• [Exercises]:
• A. Answer these questions using the grdpmodeler reference:
(i) What value does the grid take outside a supplied clipping polygon?
(ii) In what units are tstart and tstop given?
(iii) What value is the degrees of freedom set to when it is 0 or not given?
• B. Write the next part of the grdpmodeler reference, starting after its final sentence.

━━━ Supplied passage ━━━

Evaluate a plate motion model on a geographic grid
gmt grdpmodeler [ agegrdfile ] -Erot_file|ID1-ID2|lon/lat/angle[+i] -Sflags [ -Fpolygonfile ] [ -Goutgrid ] [ -Iincrement ] [ -Rregion ] [ -Tage ] [ -V[level] ] [ -bbinary ] [ -dnodata[+ccol] ] [ -hheaders ] [ -oflags ] [ -rreg ] [ -:[i|o] ] [ --PAR=value ]
Note: No space is allowed between the option flag and the associated arguments.
grdpmodeler reads a geographical age grid and a plate motion model and evaluates one of several model predictions. Optionally, the user may supply a clipping polygon in multiple-segment format; then, only the part of the grid inside the polygon is used to determine the model prediction; the remainder of the grid is set to NaN.
Rotations can be specified in one of three ways: (1): Give file with rotation parameters. This file must contain one record for each rotation; each record must be of the following format:
lon lat tstart [tstop] angle [ khat a b c d e f g df ]
where tstart and tstop are in Myr and lon lat angle are in degrees. tstart and tstop are the ages of the old and young ends of a stage. If tstop is not present in the record then a total reconstruction rotation is expected and tstop is implicitly set to 0 and should not be specified for any of the records in the file. If a covariance matrix C for the rotation is available it must be specified in a format using the nine optional terms listed in brackets. Here, C = (g/khat)*[ a b d; b c e; d e f ] which shows C made up of three row vectors. If the degrees of freedom (df) in fitting the rotation is 0 or not given it is set to 10000. Blank lines and records whose first column contains # will be ignored. (2): Give the filename composed of two plate IDs separated by a hyphen (e.g., PAC-MBL) and we will instead extract that rotation from the GPlates rotation database. We return an error if the rotation cannot be found. (3): Specify lon/lat/angle, i.e., the longitude, latitude, and opening angle (all in degrees and separated by /) for a single total reconstruction rotation. Regardless of method, you may append +i to the argument to indicate you wish to invert the rotation(s).

━━━ Extracted records ━━━

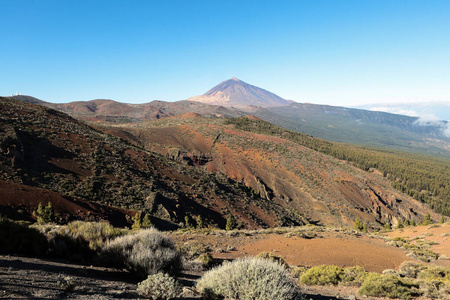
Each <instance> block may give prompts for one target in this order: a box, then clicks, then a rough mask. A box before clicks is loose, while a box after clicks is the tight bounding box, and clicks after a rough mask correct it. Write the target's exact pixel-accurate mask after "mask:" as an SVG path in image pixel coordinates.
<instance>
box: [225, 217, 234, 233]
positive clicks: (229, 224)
mask: <svg viewBox="0 0 450 300" xmlns="http://www.w3.org/2000/svg"><path fill="white" fill-rule="evenodd" d="M235 228H236V219H235V218H234V217H233V216H229V217H228V219H227V225H226V227H225V229H226V230H233V229H235Z"/></svg>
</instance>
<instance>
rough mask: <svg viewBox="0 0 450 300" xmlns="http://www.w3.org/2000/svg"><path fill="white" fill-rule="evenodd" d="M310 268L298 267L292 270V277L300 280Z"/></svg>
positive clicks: (291, 274) (299, 266)
mask: <svg viewBox="0 0 450 300" xmlns="http://www.w3.org/2000/svg"><path fill="white" fill-rule="evenodd" d="M308 269H309V268H308V267H303V266H298V267H294V268H292V269H291V276H292V277H293V278H296V279H300V277H301V276H302V275H303V273H305V272H306V271H307V270H308Z"/></svg>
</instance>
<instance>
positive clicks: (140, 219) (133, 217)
mask: <svg viewBox="0 0 450 300" xmlns="http://www.w3.org/2000/svg"><path fill="white" fill-rule="evenodd" d="M131 219H132V220H133V225H131V229H139V228H141V226H142V223H141V213H140V212H137V213H136V214H135V215H134V217H132V218H131Z"/></svg>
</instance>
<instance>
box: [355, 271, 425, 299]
mask: <svg viewBox="0 0 450 300" xmlns="http://www.w3.org/2000/svg"><path fill="white" fill-rule="evenodd" d="M418 287H419V286H418V284H415V283H412V282H410V281H407V280H401V279H400V278H398V277H396V276H394V275H380V274H376V273H369V275H367V277H366V280H365V281H364V283H363V284H362V286H361V288H360V289H359V291H358V293H359V294H360V295H366V296H372V297H389V298H400V299H410V298H411V297H413V296H415V295H418Z"/></svg>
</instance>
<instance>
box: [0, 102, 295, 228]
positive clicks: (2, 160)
mask: <svg viewBox="0 0 450 300" xmlns="http://www.w3.org/2000/svg"><path fill="white" fill-rule="evenodd" d="M0 111H1V112H2V113H1V116H0V180H3V181H7V182H10V183H16V184H21V185H24V186H28V187H30V186H31V187H38V188H41V189H45V190H48V191H53V192H57V193H59V194H62V195H65V196H71V197H76V198H79V199H83V200H85V201H89V202H96V203H100V204H103V205H108V206H114V207H124V208H127V209H132V210H144V211H145V212H147V213H150V215H151V216H152V222H154V223H155V224H157V225H159V226H166V227H170V228H175V227H178V226H179V224H180V223H181V222H184V220H185V217H186V216H187V217H191V218H193V217H197V216H198V215H200V216H202V217H203V219H204V220H205V222H206V224H211V225H215V226H220V227H224V226H225V222H226V218H227V217H228V216H230V215H234V216H235V217H236V218H237V219H238V223H239V224H240V225H242V226H244V227H248V228H255V227H260V226H271V225H273V224H275V223H276V224H285V225H290V224H301V223H302V219H301V218H300V217H298V216H296V215H295V214H293V213H292V212H290V211H287V210H286V209H285V208H283V207H282V206H280V205H278V204H276V203H273V202H271V201H268V200H267V199H264V198H261V197H259V196H257V195H254V194H252V193H251V191H250V190H249V189H248V188H247V187H245V186H244V185H242V184H239V183H236V182H235V181H232V180H230V179H228V178H226V177H225V176H221V175H217V174H210V173H208V172H207V171H205V170H201V169H197V168H194V167H189V166H186V165H185V164H180V163H177V162H175V161H173V160H171V159H168V158H167V157H164V156H161V155H159V154H156V153H154V152H150V151H148V150H145V149H143V148H140V147H138V146H133V145H132V144H130V143H128V142H125V141H124V140H123V139H120V138H117V137H114V136H111V135H109V134H106V133H104V132H101V131H99V130H96V129H94V128H92V127H90V126H88V125H86V124H84V123H83V122H80V121H77V120H75V119H73V118H71V117H69V116H68V115H66V114H64V113H61V112H58V111H56V110H52V109H48V108H45V107H43V106H39V105H34V104H29V103H24V102H20V101H16V100H13V99H6V98H0ZM185 119H186V120H188V119H189V118H185ZM194 119H195V118H194ZM128 135H129V134H128ZM124 137H126V136H124ZM3 193H5V195H6V193H7V191H6V190H5V189H4V190H3ZM30 193H31V194H32V193H36V194H37V195H38V194H39V195H40V196H39V197H37V198H39V199H42V200H43V202H45V201H46V196H44V193H43V192H42V193H41V190H39V191H38V190H30ZM52 195H53V194H52ZM2 197H6V196H3V195H1V194H0V198H2ZM27 197H28V196H27ZM30 198H31V197H28V198H27V199H30ZM9 199H11V201H13V200H14V199H15V200H14V201H18V202H17V203H15V204H14V203H9V204H8V205H9V206H11V207H18V206H20V201H22V200H20V199H18V198H9ZM28 201H31V200H28ZM33 201H34V200H33ZM35 204H36V203H35V202H33V203H32V204H29V207H31V206H32V205H35ZM10 213H11V212H10Z"/></svg>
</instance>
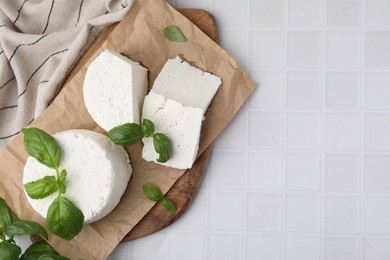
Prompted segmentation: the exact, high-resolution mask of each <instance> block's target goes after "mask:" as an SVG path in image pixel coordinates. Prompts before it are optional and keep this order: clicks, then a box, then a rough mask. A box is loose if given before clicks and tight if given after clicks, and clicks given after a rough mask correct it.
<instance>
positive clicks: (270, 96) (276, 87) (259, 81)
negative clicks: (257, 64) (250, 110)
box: [248, 71, 284, 108]
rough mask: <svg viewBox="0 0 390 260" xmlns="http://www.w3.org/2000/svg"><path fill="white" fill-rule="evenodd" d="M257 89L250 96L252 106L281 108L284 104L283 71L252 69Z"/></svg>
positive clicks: (249, 101)
mask: <svg viewBox="0 0 390 260" xmlns="http://www.w3.org/2000/svg"><path fill="white" fill-rule="evenodd" d="M251 78H252V80H253V81H254V82H255V83H256V85H257V89H256V91H255V92H254V93H253V95H252V96H251V97H250V98H249V101H248V102H249V107H251V108H280V107H282V106H283V95H284V82H283V73H282V72H266V71H251Z"/></svg>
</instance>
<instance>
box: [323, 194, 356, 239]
mask: <svg viewBox="0 0 390 260" xmlns="http://www.w3.org/2000/svg"><path fill="white" fill-rule="evenodd" d="M358 216H359V200H358V198H357V197H350V196H328V197H327V198H326V201H325V223H326V224H325V230H326V232H327V233H338V234H349V233H351V234H356V233H358V232H359V225H360V222H359V221H360V220H359V217H358Z"/></svg>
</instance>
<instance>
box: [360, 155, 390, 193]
mask: <svg viewBox="0 0 390 260" xmlns="http://www.w3.org/2000/svg"><path fill="white" fill-rule="evenodd" d="M389 173H390V156H386V155H367V156H366V157H365V160H364V190H365V191H367V192H390V174H389Z"/></svg>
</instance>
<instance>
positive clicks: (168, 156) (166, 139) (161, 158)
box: [153, 133, 172, 163]
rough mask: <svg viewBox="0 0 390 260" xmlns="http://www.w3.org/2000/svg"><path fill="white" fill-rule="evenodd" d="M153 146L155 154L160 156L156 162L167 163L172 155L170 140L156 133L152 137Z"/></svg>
mask: <svg viewBox="0 0 390 260" xmlns="http://www.w3.org/2000/svg"><path fill="white" fill-rule="evenodd" d="M153 145H154V149H155V150H156V152H157V153H158V154H159V155H160V157H159V158H158V159H157V161H158V162H160V163H165V162H166V161H168V160H169V157H170V156H171V154H172V143H171V140H169V138H168V137H167V136H166V135H164V134H161V133H156V134H154V136H153Z"/></svg>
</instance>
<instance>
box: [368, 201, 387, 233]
mask: <svg viewBox="0 0 390 260" xmlns="http://www.w3.org/2000/svg"><path fill="white" fill-rule="evenodd" d="M363 217H364V232H365V233H375V234H385V235H390V222H389V219H390V199H389V197H388V196H387V197H382V196H370V197H366V198H365V199H364V215H363Z"/></svg>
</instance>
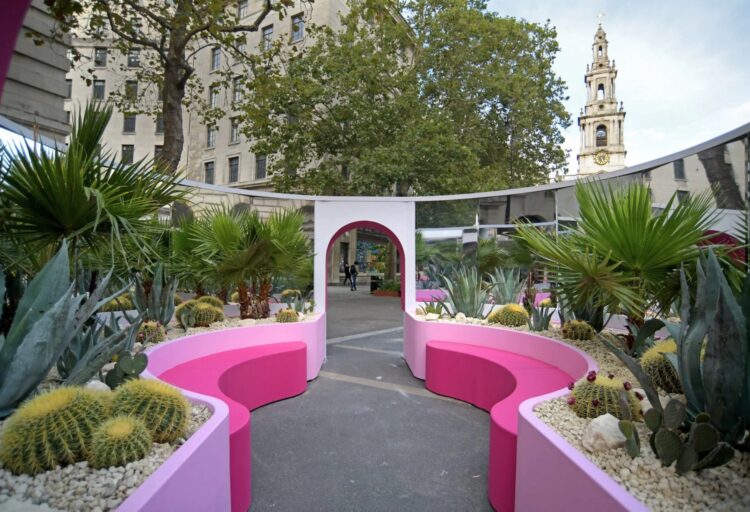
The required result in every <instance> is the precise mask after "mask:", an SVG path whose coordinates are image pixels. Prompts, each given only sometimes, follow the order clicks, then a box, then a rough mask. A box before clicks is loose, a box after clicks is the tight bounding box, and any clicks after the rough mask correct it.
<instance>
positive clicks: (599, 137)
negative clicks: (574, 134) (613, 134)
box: [596, 124, 607, 147]
mask: <svg viewBox="0 0 750 512" xmlns="http://www.w3.org/2000/svg"><path fill="white" fill-rule="evenodd" d="M606 145H607V128H606V127H605V126H604V125H603V124H600V125H599V126H597V127H596V146H597V147H599V146H606Z"/></svg>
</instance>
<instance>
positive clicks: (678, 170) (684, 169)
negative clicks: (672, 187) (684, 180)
mask: <svg viewBox="0 0 750 512" xmlns="http://www.w3.org/2000/svg"><path fill="white" fill-rule="evenodd" d="M672 167H673V168H674V179H676V180H684V179H686V178H685V160H683V159H682V158H680V159H679V160H675V161H674V162H673V163H672Z"/></svg>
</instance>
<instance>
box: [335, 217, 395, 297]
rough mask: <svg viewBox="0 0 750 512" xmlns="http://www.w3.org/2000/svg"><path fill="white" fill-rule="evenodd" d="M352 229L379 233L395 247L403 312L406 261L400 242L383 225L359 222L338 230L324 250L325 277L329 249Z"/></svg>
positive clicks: (354, 222) (342, 226)
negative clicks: (397, 250)
mask: <svg viewBox="0 0 750 512" xmlns="http://www.w3.org/2000/svg"><path fill="white" fill-rule="evenodd" d="M352 229H372V230H375V231H380V232H381V233H383V234H384V235H386V236H387V237H388V239H389V240H390V241H391V242H393V245H395V246H396V249H397V250H398V257H399V261H400V262H401V267H402V268H401V310H402V311H405V310H406V306H405V296H406V293H405V290H406V287H405V285H406V272H404V268H403V266H404V265H405V264H406V261H405V259H404V248H403V246H402V245H401V240H399V239H398V237H397V236H396V235H395V234H394V233H393V231H391V230H390V229H388V228H387V227H385V226H384V225H383V224H380V223H378V222H372V221H369V220H359V221H355V222H350V223H349V224H346V225H345V226H342V227H341V228H339V230H338V231H336V233H335V234H334V235H333V236H332V237H331V239H330V240H329V241H328V246H327V249H326V269H325V275H326V276H328V272H329V270H330V264H331V263H330V262H331V259H330V258H331V248H332V247H333V244H334V242H335V241H336V240H338V238H339V237H340V236H341V235H343V234H344V233H346V232H347V231H351V230H352ZM325 309H326V310H328V286H326V295H325Z"/></svg>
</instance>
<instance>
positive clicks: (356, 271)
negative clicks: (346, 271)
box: [349, 261, 359, 292]
mask: <svg viewBox="0 0 750 512" xmlns="http://www.w3.org/2000/svg"><path fill="white" fill-rule="evenodd" d="M357 265H358V262H356V261H355V262H354V263H352V266H351V267H349V275H350V276H351V283H352V287H351V290H352V291H353V292H354V291H357V274H359V269H358V268H357Z"/></svg>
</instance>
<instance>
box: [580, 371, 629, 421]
mask: <svg viewBox="0 0 750 512" xmlns="http://www.w3.org/2000/svg"><path fill="white" fill-rule="evenodd" d="M569 387H571V388H572V389H571V396H570V397H569V398H568V405H570V407H571V409H573V411H574V412H575V413H576V414H577V415H578V416H580V417H582V418H596V417H597V416H601V415H602V414H607V413H609V414H611V415H613V416H616V417H617V418H619V419H624V418H626V417H627V418H631V417H632V418H634V419H638V418H640V417H641V402H640V400H639V399H638V397H636V395H635V393H634V392H633V391H632V389H633V386H632V385H631V384H630V383H629V382H623V381H621V380H620V379H617V378H615V377H614V376H613V375H611V374H610V375H599V374H597V372H595V371H591V372H589V373H588V375H587V376H586V377H585V378H583V379H581V380H580V381H578V382H576V383H575V385H573V386H569ZM623 390H624V391H625V393H626V395H627V401H628V405H629V406H630V411H629V415H628V414H627V413H623V411H622V410H621V403H620V398H619V397H620V392H621V391H623Z"/></svg>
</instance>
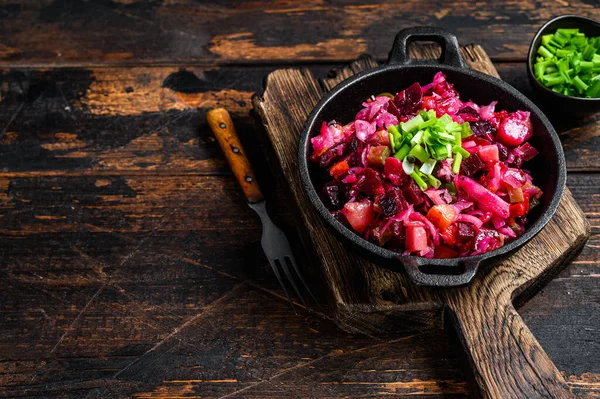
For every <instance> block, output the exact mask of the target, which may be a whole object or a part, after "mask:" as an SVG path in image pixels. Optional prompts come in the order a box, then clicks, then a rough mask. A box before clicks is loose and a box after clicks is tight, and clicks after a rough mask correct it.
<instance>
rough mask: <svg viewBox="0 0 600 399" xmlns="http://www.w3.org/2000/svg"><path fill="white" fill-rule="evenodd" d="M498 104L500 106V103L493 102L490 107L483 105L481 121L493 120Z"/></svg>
mask: <svg viewBox="0 0 600 399" xmlns="http://www.w3.org/2000/svg"><path fill="white" fill-rule="evenodd" d="M496 104H498V101H492V102H491V103H490V104H489V105H483V106H481V107H479V115H480V116H481V119H484V120H486V121H488V120H490V119H492V118H493V116H494V109H495V108H496Z"/></svg>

━━━

• [Answers for the exercise]:
• A.
(i) NaN
(ii) Myr
(iii) 10000

• B.
Type of model prediction(s). Append one or more items: choose from a for plate motion azimuth, d for great-circle distance between current location and its origin at the ridge (in km), s for plate motion model stage ID (1 is youngest), v for plate motion rate (in mm/yr), w for plate rotation rate (degree/Myr), x for change in longitude relative to location of crust formation, y for change in latitude relative to location of crust formation, X for longitude of crust formation, and Y for latitude of crust formation. If no arguments are given we default to all [adsvwxyXY].
Name of a grid file in geographical (lon, lat) coordinates with ages in Myr. If no grid is provided then you may define the domain via -R, -I, and optionally -r.
Specify a multisegment closed polygon file that describes the inside area of the grid where the model should be evaluated; the outside will be set to NaN [Default evaluates model on the entire grid].
Name of output grid. This is the grid with the model predictions given the specified rotations. Note: If you specified more than one model prediction in -S then the filename must be a template that contains the format %s; this will be replaced with the corresponding tags az, dist, stage, vel, omega, dlon, dlat, lon, lat. If the -G option is not used then we create no grids and instead write lon, lat, age, predictions records to standard output. Optionally, append =ID for writing a specific file format (See full description). The following modifiers are supported:
+d - Divide data values by given divisor [Default is 1].
+n - Replace data values matching invalid with a NaN.
+o - Offset data values by the given offset, or append a for automatic range offset to preserve precision for integer grids [Default is 0].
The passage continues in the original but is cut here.